Entries ::
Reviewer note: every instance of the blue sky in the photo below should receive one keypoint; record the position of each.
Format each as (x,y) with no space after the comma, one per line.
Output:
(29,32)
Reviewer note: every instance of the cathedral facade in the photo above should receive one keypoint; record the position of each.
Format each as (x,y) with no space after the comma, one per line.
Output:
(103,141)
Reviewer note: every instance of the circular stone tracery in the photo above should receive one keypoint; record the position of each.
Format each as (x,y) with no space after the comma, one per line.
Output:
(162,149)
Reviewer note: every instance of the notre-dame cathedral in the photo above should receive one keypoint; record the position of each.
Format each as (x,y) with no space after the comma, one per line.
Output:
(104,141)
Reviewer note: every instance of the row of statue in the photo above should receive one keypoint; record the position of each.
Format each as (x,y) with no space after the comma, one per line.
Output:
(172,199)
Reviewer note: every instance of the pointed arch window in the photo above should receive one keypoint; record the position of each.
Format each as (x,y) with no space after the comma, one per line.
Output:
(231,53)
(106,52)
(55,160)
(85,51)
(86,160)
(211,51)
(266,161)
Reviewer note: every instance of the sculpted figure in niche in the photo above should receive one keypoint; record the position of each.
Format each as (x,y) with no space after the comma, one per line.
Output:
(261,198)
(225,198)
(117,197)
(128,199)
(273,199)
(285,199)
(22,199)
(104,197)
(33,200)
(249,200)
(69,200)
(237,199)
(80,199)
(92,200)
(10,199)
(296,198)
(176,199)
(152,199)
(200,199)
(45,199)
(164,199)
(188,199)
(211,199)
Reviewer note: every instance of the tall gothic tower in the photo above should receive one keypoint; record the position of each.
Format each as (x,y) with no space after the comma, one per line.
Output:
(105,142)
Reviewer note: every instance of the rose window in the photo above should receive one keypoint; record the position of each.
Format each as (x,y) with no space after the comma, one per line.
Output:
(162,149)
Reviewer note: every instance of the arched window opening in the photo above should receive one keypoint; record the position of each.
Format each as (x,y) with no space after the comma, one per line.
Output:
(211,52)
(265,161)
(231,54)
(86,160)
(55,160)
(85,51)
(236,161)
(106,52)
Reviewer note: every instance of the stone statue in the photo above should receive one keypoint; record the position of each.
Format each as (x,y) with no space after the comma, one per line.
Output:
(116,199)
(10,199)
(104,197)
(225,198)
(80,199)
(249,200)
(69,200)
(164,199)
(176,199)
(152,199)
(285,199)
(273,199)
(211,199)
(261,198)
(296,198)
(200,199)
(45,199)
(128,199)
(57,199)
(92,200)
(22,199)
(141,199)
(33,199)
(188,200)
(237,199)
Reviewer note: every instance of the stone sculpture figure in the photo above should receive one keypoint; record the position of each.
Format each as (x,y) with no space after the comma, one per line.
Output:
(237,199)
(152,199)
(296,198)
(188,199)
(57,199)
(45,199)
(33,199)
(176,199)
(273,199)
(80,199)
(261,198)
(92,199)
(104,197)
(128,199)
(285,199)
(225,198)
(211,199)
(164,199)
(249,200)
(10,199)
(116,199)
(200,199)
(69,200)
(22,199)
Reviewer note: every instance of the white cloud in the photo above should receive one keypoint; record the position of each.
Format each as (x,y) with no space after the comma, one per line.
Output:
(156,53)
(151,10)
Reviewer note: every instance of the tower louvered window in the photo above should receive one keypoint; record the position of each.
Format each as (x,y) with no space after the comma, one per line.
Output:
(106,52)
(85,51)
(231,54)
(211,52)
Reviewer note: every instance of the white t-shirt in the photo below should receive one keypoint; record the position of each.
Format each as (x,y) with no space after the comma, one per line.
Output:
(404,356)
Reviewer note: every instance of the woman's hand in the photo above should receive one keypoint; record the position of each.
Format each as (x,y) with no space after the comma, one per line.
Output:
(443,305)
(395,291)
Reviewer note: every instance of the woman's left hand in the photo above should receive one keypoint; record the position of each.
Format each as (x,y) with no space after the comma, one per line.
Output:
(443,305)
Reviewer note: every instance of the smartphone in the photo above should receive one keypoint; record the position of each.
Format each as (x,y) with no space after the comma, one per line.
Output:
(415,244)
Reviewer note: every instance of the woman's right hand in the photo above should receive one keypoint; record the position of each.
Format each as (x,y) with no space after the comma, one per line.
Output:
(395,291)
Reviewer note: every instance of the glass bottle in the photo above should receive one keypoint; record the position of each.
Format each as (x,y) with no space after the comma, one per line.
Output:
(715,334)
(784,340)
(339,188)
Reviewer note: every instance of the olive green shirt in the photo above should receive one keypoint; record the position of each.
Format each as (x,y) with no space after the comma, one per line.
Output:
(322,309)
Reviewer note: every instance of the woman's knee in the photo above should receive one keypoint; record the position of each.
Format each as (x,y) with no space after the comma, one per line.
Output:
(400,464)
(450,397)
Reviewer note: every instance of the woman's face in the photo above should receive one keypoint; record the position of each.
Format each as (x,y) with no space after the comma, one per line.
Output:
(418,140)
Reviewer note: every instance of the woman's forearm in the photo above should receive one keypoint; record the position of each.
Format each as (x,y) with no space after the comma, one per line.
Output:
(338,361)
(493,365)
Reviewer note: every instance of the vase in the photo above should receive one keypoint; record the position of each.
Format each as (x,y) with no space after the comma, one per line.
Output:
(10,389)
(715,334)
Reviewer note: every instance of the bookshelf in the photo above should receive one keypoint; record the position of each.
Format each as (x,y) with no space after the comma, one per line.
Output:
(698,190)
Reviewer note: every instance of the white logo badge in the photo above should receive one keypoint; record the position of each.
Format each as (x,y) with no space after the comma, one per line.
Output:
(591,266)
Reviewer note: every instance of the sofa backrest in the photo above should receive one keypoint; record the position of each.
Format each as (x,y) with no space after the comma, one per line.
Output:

Directions :: Reproduce all of the lines above verbatim, from the first through the last.

Task response ::
Reviewer note: every instance of the blue sky in the photo below should receive one keypoint; record the position of each.
Format each as (x,y) with no space after the comma, one per line.
Output:
(29,32)
Reviewer note: every instance of the cathedral facade in the photo above should receive one keypoint; record the position of each.
Format each as (x,y) with no space after the comma, one per line.
Output:
(103,141)
Reviewer note: every instance of the circular stone tracery in the photo above should receive one keypoint; record the position of each.
Format each as (x,y) with no space after the comma, one per line.
Output:
(162,149)
Reviewer note: every instance of the notre-dame cathedral in the photo above should receive one keypoint; record the position of each.
Format each as (x,y) with no space after the comma, one per line.
Output:
(104,141)
Reviewer note: every instance of the row of statue in the photo above should receive one keypoint; record the position of each.
Format each as (x,y) with no space after the comma, one per line.
Output:
(172,199)
Reviewer note: every instance of the pointed arch window in the photo above should receive one keypoint; record the position of each.
Format each as (x,y) with no space after the comma, one per line.
Output:
(231,53)
(106,52)
(55,160)
(85,51)
(86,160)
(211,51)
(266,161)
Reviewer note: every instance of the sculpted figure in niche in the photo above should receive one keypoint; record the position of each.
Format each as (x,y) with no space after the comma, one per line.
Output:
(261,198)
(225,198)
(117,197)
(128,199)
(273,199)
(285,199)
(22,199)
(104,197)
(33,200)
(249,200)
(69,200)
(237,199)
(80,199)
(92,200)
(10,199)
(296,198)
(176,199)
(152,199)
(200,199)
(45,199)
(164,199)
(188,199)
(211,199)
Reviewer note: every instance of the tall gothic tower in the photo above should receive one keypoint; record the position of each.
Format each as (x,y) with no space after the comma, one per line.
Output:
(105,142)
Reviewer note: every instance of the rose window in the photo above should receive one keypoint; record the position of each.
Format each as (x,y) with no space after the comma, one per line.
Output:
(162,149)
Reviewer note: every instance of the arched window opening in the photo above should receive one keypoint; record the position of each.
Format each as (x,y) with no space after the comma, one per line.
Output:
(211,52)
(265,161)
(231,54)
(86,160)
(55,160)
(85,51)
(236,161)
(106,52)
Reviewer note: every instance of the stone statue in the photo above should receive one keypoint; record the position of each.
Format each as (x,y) with no space after the comma, one per line.
Output:
(116,199)
(10,199)
(104,197)
(225,198)
(80,199)
(249,200)
(69,200)
(164,199)
(176,199)
(152,199)
(285,199)
(273,199)
(211,199)
(261,198)
(296,198)
(200,199)
(45,199)
(128,199)
(57,199)
(92,200)
(22,199)
(141,199)
(33,199)
(188,200)
(237,199)
Reviewer note: every instance of the stone sculpture figure in the photo above should receive one keypoint; record the position of each.
Format each as (x,y) with no space after the comma, one per line.
Output:
(237,199)
(152,199)
(296,198)
(188,199)
(57,199)
(45,199)
(33,199)
(176,199)
(273,199)
(80,199)
(261,198)
(92,199)
(104,197)
(128,199)
(285,199)
(225,198)
(211,199)
(164,199)
(249,200)
(10,199)
(116,199)
(200,199)
(69,200)
(22,199)
Reviewer note: every instance of the white cloud in the photo above should receive one keypoint; record the position of each.
Format each as (x,y) with no space after the comma, one per line.
Output:
(156,53)
(151,10)
Reviewer note: every instance of the tower louvered window in the photo above should receive one keypoint; record the position of each.
Format each as (x,y) with no space after the comma, one per line.
Output:
(106,52)
(85,51)
(231,54)
(211,52)
Reviewer note: every instance of the white t-shirt in the photo below should receive one keypoint; record the position of each.
Format each as (x,y) with no space after the comma, one per line.
Output:
(404,356)
Reviewer note: every instance of the woman's hand in the photo above should receive one keypoint; record the position of each.
Format each as (x,y) with no space after the comma, one per line.
Output:
(443,305)
(395,291)
Reviewer note: every instance of the woman's left hand in the photo above should receive one keypoint; record the position of each.
Format each as (x,y) with no space after the comma, one per line.
Output:
(443,305)
Reviewer note: every instance of the smartphone in the photo above should receive one keypoint; record the position of each.
Format each as (x,y) with no space after the comma, one per line.
Output:
(415,244)
Reviewer note: every instance of the woman's right hand in the photo above should receive one keypoint; record the position of each.
Format each as (x,y) with no space after the comma, one per line.
Output:
(395,291)
Reviewer note: every instance of the glass bottle in the photo above should receive one keypoint; record the position of each.
Format each as (x,y) with no space after the comma, one per line.
Output:
(715,334)
(784,340)
(339,188)
Reviewer note: every instance of the olive green shirt in the photo above should receive one keypoint; record the position of each.
Format each as (x,y) with no space after the comma, one per line.
Output:
(322,309)
Reviewer note: every instance of the woman's knee in the photo above should receive one keypoint; record the position of each.
Format each as (x,y) with no space after the comma, one per line.
Output:
(400,464)
(450,397)
Reviewer note: every instance of the woman's face in the photo above should receive one keypoint; record the position of each.
Format each as (x,y) with no space after the comma, one per line.
Output:
(418,140)
Reviewer note: every instance of the woman's forearm in the photo above should receive one keypoint; record the position of each.
Format each as (x,y) with no space after the comma, one per line.
Output:
(338,361)
(493,365)
Reviewer note: every instance of the vase in the photo above should receive one keypoint; record the position of each.
Format each as (x,y) with no space after the comma, one per line.
Output:
(10,389)
(715,334)
Reviewer note: every instance of the bookshelf in the photo above should receive one keypoint; record the position of each.
Format each as (x,y) with no space after the comma, one per line.
Output:
(698,190)
Reviewer note: every instance of the white logo badge in the photo above should receive one keypoint; record the position of each.
Format each as (x,y) with no space after the comma, one per line.
Output:
(591,266)
Reviewer note: every instance of the sofa backrest in the photo above should receive one keypoint; record the position of each.
Format each as (x,y) with no space after the comma, one per line.
Output:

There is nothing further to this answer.